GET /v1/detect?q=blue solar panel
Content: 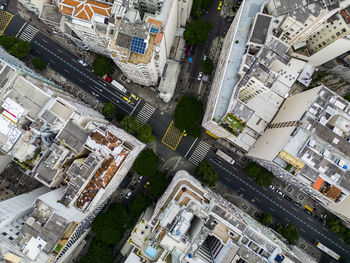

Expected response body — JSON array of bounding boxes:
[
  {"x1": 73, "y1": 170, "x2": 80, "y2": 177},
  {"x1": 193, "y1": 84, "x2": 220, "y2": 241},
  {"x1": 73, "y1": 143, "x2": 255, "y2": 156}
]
[
  {"x1": 151, "y1": 27, "x2": 159, "y2": 34},
  {"x1": 130, "y1": 36, "x2": 146, "y2": 55}
]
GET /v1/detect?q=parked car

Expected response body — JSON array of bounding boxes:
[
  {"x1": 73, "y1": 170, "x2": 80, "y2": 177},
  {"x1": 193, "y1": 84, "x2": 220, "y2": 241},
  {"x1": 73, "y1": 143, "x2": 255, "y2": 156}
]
[
  {"x1": 197, "y1": 72, "x2": 203, "y2": 80},
  {"x1": 304, "y1": 209, "x2": 312, "y2": 216},
  {"x1": 125, "y1": 191, "x2": 132, "y2": 199},
  {"x1": 0, "y1": 3, "x2": 7, "y2": 11},
  {"x1": 284, "y1": 195, "x2": 293, "y2": 203},
  {"x1": 293, "y1": 202, "x2": 301, "y2": 208},
  {"x1": 78, "y1": 58, "x2": 88, "y2": 67},
  {"x1": 275, "y1": 189, "x2": 285, "y2": 197}
]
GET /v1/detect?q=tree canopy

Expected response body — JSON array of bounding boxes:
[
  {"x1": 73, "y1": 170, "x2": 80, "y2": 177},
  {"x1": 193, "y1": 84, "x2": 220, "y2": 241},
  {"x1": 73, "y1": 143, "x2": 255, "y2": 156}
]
[
  {"x1": 32, "y1": 58, "x2": 46, "y2": 70},
  {"x1": 0, "y1": 35, "x2": 30, "y2": 58},
  {"x1": 194, "y1": 161, "x2": 218, "y2": 186},
  {"x1": 276, "y1": 224, "x2": 299, "y2": 245},
  {"x1": 259, "y1": 213, "x2": 272, "y2": 226},
  {"x1": 92, "y1": 54, "x2": 113, "y2": 77},
  {"x1": 147, "y1": 172, "x2": 168, "y2": 197},
  {"x1": 184, "y1": 20, "x2": 213, "y2": 46},
  {"x1": 133, "y1": 149, "x2": 158, "y2": 178},
  {"x1": 201, "y1": 58, "x2": 214, "y2": 75},
  {"x1": 121, "y1": 115, "x2": 155, "y2": 143},
  {"x1": 101, "y1": 102, "x2": 117, "y2": 120},
  {"x1": 174, "y1": 95, "x2": 203, "y2": 137}
]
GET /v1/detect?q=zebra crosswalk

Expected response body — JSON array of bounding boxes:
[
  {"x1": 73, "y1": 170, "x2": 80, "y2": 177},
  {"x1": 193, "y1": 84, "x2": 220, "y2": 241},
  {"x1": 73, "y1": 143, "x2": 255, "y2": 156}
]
[
  {"x1": 188, "y1": 140, "x2": 211, "y2": 165},
  {"x1": 18, "y1": 24, "x2": 39, "y2": 42},
  {"x1": 136, "y1": 102, "x2": 156, "y2": 125}
]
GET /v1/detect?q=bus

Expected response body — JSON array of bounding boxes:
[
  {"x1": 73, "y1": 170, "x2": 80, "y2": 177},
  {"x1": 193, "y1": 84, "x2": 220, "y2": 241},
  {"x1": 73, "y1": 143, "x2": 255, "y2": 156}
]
[
  {"x1": 216, "y1": 150, "x2": 235, "y2": 164},
  {"x1": 314, "y1": 240, "x2": 340, "y2": 260}
]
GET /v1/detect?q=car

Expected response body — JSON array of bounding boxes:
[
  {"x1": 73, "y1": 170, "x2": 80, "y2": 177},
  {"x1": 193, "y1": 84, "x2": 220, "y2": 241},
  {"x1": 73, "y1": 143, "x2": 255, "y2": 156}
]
[
  {"x1": 78, "y1": 58, "x2": 88, "y2": 67},
  {"x1": 131, "y1": 93, "x2": 139, "y2": 100},
  {"x1": 304, "y1": 209, "x2": 312, "y2": 216},
  {"x1": 293, "y1": 201, "x2": 301, "y2": 208},
  {"x1": 218, "y1": 1, "x2": 223, "y2": 11},
  {"x1": 123, "y1": 96, "x2": 131, "y2": 103},
  {"x1": 130, "y1": 183, "x2": 137, "y2": 192},
  {"x1": 125, "y1": 191, "x2": 132, "y2": 199},
  {"x1": 103, "y1": 75, "x2": 113, "y2": 83},
  {"x1": 275, "y1": 189, "x2": 285, "y2": 197},
  {"x1": 0, "y1": 3, "x2": 7, "y2": 11},
  {"x1": 284, "y1": 195, "x2": 293, "y2": 203}
]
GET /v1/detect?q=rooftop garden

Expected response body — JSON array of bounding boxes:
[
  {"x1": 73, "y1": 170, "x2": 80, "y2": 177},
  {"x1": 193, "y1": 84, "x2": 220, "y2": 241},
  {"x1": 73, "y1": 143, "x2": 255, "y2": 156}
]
[{"x1": 220, "y1": 113, "x2": 246, "y2": 136}]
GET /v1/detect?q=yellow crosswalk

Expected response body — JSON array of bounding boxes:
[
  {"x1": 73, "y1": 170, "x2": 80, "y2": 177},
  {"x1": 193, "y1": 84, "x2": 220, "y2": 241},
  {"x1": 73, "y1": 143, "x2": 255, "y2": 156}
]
[
  {"x1": 0, "y1": 11, "x2": 13, "y2": 35},
  {"x1": 162, "y1": 121, "x2": 183, "y2": 151}
]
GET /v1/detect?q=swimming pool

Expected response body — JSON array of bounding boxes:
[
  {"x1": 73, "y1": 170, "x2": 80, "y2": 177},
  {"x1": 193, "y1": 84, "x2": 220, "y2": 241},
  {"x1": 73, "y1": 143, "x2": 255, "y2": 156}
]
[{"x1": 145, "y1": 246, "x2": 158, "y2": 258}]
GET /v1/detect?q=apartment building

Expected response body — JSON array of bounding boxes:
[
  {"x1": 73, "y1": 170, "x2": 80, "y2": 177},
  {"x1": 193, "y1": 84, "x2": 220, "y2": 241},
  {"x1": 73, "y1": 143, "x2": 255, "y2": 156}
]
[
  {"x1": 247, "y1": 86, "x2": 350, "y2": 221},
  {"x1": 266, "y1": 0, "x2": 350, "y2": 66},
  {"x1": 0, "y1": 51, "x2": 145, "y2": 263},
  {"x1": 121, "y1": 170, "x2": 311, "y2": 263}
]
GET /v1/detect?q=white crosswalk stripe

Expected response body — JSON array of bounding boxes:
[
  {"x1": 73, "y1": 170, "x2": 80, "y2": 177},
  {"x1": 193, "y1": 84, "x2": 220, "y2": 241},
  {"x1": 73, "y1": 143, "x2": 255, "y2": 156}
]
[
  {"x1": 188, "y1": 141, "x2": 211, "y2": 165},
  {"x1": 136, "y1": 103, "x2": 156, "y2": 125},
  {"x1": 19, "y1": 24, "x2": 39, "y2": 42}
]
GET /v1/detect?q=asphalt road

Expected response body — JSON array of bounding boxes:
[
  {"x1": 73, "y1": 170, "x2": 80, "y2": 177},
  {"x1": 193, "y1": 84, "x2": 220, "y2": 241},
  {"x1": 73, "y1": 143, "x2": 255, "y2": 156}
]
[{"x1": 5, "y1": 7, "x2": 350, "y2": 262}]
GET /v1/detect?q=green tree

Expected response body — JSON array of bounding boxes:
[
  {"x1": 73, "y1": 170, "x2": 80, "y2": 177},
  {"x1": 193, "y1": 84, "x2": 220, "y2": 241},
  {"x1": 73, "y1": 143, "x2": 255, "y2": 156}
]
[
  {"x1": 256, "y1": 170, "x2": 274, "y2": 187},
  {"x1": 102, "y1": 102, "x2": 117, "y2": 120},
  {"x1": 121, "y1": 115, "x2": 142, "y2": 135},
  {"x1": 128, "y1": 194, "x2": 152, "y2": 222},
  {"x1": 8, "y1": 39, "x2": 30, "y2": 58},
  {"x1": 174, "y1": 95, "x2": 203, "y2": 137},
  {"x1": 32, "y1": 58, "x2": 46, "y2": 70},
  {"x1": 326, "y1": 217, "x2": 340, "y2": 233},
  {"x1": 184, "y1": 20, "x2": 213, "y2": 46},
  {"x1": 147, "y1": 172, "x2": 168, "y2": 197},
  {"x1": 0, "y1": 35, "x2": 18, "y2": 50},
  {"x1": 92, "y1": 54, "x2": 113, "y2": 77},
  {"x1": 194, "y1": 161, "x2": 218, "y2": 186},
  {"x1": 244, "y1": 162, "x2": 263, "y2": 178},
  {"x1": 259, "y1": 213, "x2": 272, "y2": 226},
  {"x1": 201, "y1": 58, "x2": 214, "y2": 75},
  {"x1": 133, "y1": 149, "x2": 158, "y2": 178},
  {"x1": 137, "y1": 123, "x2": 155, "y2": 143}
]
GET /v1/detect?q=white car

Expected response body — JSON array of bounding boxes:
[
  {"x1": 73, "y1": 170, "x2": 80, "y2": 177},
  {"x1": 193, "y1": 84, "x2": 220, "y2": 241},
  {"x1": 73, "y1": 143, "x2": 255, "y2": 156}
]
[
  {"x1": 78, "y1": 58, "x2": 87, "y2": 67},
  {"x1": 125, "y1": 191, "x2": 132, "y2": 199}
]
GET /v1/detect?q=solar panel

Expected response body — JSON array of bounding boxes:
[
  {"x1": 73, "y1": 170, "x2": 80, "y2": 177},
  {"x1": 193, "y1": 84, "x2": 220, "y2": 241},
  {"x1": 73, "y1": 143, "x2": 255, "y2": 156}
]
[
  {"x1": 130, "y1": 36, "x2": 146, "y2": 55},
  {"x1": 151, "y1": 27, "x2": 159, "y2": 34}
]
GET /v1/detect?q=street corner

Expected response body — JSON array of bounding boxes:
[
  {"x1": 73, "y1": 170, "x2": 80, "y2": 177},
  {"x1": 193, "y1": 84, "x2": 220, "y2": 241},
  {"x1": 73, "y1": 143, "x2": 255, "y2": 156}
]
[
  {"x1": 162, "y1": 121, "x2": 184, "y2": 151},
  {"x1": 0, "y1": 11, "x2": 13, "y2": 35}
]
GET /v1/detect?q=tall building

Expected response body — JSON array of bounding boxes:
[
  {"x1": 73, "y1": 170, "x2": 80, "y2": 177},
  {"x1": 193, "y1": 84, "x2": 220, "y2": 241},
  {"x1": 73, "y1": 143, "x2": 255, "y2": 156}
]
[
  {"x1": 0, "y1": 51, "x2": 145, "y2": 263},
  {"x1": 248, "y1": 86, "x2": 350, "y2": 221},
  {"x1": 121, "y1": 171, "x2": 312, "y2": 263},
  {"x1": 202, "y1": 0, "x2": 350, "y2": 152},
  {"x1": 54, "y1": 0, "x2": 192, "y2": 88}
]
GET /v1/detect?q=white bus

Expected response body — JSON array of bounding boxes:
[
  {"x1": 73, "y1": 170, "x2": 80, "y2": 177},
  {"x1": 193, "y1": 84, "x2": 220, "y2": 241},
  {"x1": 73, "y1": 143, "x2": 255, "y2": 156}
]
[
  {"x1": 314, "y1": 240, "x2": 340, "y2": 260},
  {"x1": 111, "y1": 80, "x2": 128, "y2": 94},
  {"x1": 216, "y1": 150, "x2": 235, "y2": 164}
]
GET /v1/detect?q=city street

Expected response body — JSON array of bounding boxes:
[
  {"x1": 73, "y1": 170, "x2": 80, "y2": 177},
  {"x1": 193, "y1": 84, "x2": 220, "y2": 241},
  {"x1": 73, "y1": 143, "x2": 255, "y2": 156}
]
[{"x1": 5, "y1": 6, "x2": 350, "y2": 262}]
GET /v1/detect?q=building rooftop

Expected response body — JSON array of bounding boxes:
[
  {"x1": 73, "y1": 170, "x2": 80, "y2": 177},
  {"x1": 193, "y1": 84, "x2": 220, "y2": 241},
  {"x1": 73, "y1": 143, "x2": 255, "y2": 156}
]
[
  {"x1": 57, "y1": 119, "x2": 89, "y2": 153},
  {"x1": 58, "y1": 0, "x2": 112, "y2": 21}
]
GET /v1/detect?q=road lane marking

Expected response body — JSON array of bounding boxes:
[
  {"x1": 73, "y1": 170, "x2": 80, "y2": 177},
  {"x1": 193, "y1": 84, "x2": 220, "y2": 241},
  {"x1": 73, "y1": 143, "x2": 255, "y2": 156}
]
[
  {"x1": 184, "y1": 137, "x2": 198, "y2": 158},
  {"x1": 210, "y1": 160, "x2": 350, "y2": 255}
]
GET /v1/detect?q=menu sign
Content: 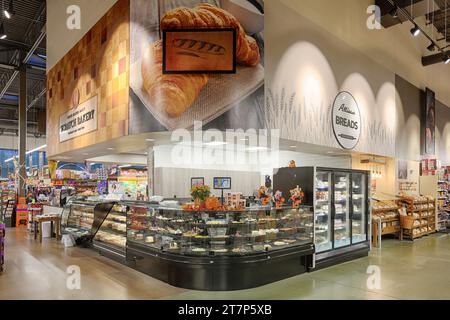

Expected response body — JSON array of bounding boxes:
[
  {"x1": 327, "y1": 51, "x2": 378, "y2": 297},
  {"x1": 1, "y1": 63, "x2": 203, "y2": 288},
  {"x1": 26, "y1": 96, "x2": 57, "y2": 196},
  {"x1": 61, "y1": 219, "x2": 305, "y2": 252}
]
[
  {"x1": 332, "y1": 92, "x2": 361, "y2": 150},
  {"x1": 59, "y1": 96, "x2": 98, "y2": 142}
]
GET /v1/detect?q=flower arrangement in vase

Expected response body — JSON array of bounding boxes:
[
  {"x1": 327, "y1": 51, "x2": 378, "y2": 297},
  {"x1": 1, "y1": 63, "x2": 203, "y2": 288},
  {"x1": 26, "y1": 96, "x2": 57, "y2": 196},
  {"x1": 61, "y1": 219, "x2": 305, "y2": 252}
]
[
  {"x1": 274, "y1": 190, "x2": 286, "y2": 209},
  {"x1": 191, "y1": 185, "x2": 211, "y2": 208},
  {"x1": 258, "y1": 186, "x2": 272, "y2": 206},
  {"x1": 290, "y1": 186, "x2": 305, "y2": 208}
]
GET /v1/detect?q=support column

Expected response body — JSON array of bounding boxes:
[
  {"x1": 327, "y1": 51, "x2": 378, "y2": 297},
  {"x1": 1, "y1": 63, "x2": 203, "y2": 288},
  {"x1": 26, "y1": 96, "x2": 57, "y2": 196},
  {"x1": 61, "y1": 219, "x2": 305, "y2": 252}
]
[
  {"x1": 18, "y1": 64, "x2": 27, "y2": 197},
  {"x1": 147, "y1": 147, "x2": 155, "y2": 198}
]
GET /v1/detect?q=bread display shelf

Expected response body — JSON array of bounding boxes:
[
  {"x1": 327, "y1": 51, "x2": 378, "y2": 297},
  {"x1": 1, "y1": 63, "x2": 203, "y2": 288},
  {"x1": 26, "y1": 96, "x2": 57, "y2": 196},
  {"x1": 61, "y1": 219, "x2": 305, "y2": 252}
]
[{"x1": 400, "y1": 196, "x2": 436, "y2": 240}]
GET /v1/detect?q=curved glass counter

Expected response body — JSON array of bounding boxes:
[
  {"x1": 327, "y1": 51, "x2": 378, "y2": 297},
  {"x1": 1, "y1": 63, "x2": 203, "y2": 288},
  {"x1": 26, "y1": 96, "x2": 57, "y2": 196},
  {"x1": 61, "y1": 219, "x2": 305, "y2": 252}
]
[{"x1": 122, "y1": 202, "x2": 314, "y2": 257}]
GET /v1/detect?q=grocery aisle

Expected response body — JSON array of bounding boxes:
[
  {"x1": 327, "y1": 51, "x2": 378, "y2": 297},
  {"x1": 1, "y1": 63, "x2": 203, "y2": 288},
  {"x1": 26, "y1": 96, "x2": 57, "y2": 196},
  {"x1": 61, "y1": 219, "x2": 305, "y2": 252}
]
[{"x1": 0, "y1": 229, "x2": 450, "y2": 299}]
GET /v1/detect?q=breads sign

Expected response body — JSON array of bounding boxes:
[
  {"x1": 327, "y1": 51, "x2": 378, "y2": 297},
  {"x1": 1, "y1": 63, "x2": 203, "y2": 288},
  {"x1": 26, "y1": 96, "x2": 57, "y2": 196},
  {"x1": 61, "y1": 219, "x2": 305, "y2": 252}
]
[
  {"x1": 163, "y1": 28, "x2": 236, "y2": 74},
  {"x1": 332, "y1": 92, "x2": 361, "y2": 150},
  {"x1": 59, "y1": 96, "x2": 98, "y2": 142}
]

* * * *

Objective
Update the listing from the line containing "GET /v1/detect?q=curved glass counter" through the end of the listing, inclusive, by replacing "grocery aisle" with "produce aisle" and leaving everything else unchanged. Output only those lines.

Expected answer
GET /v1/detect?q=curved glass counter

Expected response body — JSON array of bounding boxes:
[
  {"x1": 327, "y1": 51, "x2": 378, "y2": 297},
  {"x1": 1, "y1": 63, "x2": 203, "y2": 288},
  {"x1": 26, "y1": 96, "x2": 57, "y2": 196},
  {"x1": 61, "y1": 219, "x2": 305, "y2": 252}
]
[{"x1": 122, "y1": 202, "x2": 314, "y2": 257}]
GET /v1/detect?q=produce aisle

Expected response body — JSON array of bounding boxes:
[
  {"x1": 327, "y1": 51, "x2": 378, "y2": 297},
  {"x1": 1, "y1": 63, "x2": 203, "y2": 288},
  {"x1": 26, "y1": 96, "x2": 57, "y2": 196},
  {"x1": 61, "y1": 219, "x2": 305, "y2": 252}
]
[{"x1": 0, "y1": 229, "x2": 450, "y2": 299}]
GET /v1/detect?q=breads sign

Expected response body — JSON array of bounding boxes:
[
  {"x1": 327, "y1": 51, "x2": 378, "y2": 297},
  {"x1": 1, "y1": 63, "x2": 203, "y2": 288},
  {"x1": 26, "y1": 96, "x2": 57, "y2": 196},
  {"x1": 61, "y1": 219, "x2": 305, "y2": 252}
]
[
  {"x1": 163, "y1": 28, "x2": 236, "y2": 74},
  {"x1": 332, "y1": 92, "x2": 361, "y2": 150},
  {"x1": 59, "y1": 96, "x2": 98, "y2": 142}
]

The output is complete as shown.